Quoted passage =
☆ ☆ ☆ ☆ ☆

Author Archives: Land Conservation

Mass Audubon Welcomes the Newest Addition to its Broad Meadow Brook Wildlife Sanctuary

A donation of land by Karen Faler has added five acres to Broad Meadow Brook Wildlife Sanctuary in Worcester.  Karen and her husband Paul, who passed away seven years ago, received the property from his grandparents.  They purchased it after emigrating from Finland and used it for a woodlot.  Paul and Karen visited the property occasionally and enjoyed the step back in time to a rural community where keeping a woodlot was not uncommon.   Karen is now the sole owner.  When no family members expressed interest in keeping the land, Karen approached Mass Audubon about donating it. We accepted with enthusiasm! 

The Faler land is a wooded lot that has never been developed and directly abuts the Broad Meadow Brook Wildlife Sanctuary.  Although small, this 5-acre parcel is ecologically significant. The entire property is designated as important habitat for threatened species by the state’s Natural Heritage & Endangered Species Program. In addition, the donation of this parcel to Mass Audubon eliminates the potential for intrusive development that would affect a nearby trail at Broad Meadow Brook.

☆ ☆ ☆ ☆ ☆

Problem description =
In the Broad Meadow Brook announcement, why does the five-acre Faler parcel count as ecologically significant despite its small size? Answer in one to three sentences.

Data segment =
☆ ☆ ☆ ☆ ☆

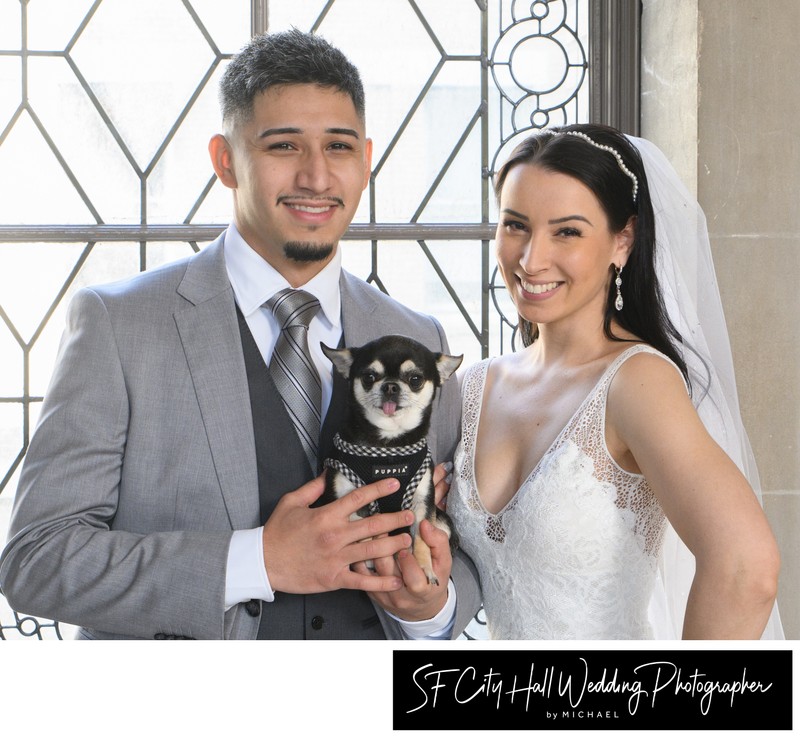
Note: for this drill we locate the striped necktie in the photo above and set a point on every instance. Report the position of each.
(292, 368)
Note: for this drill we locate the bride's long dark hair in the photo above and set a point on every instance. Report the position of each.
(644, 314)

☆ ☆ ☆ ☆ ☆

Exercise answer =
The state's Natural Heritage & Endangered Species Program has designated the entire property as important habitat for threatened species.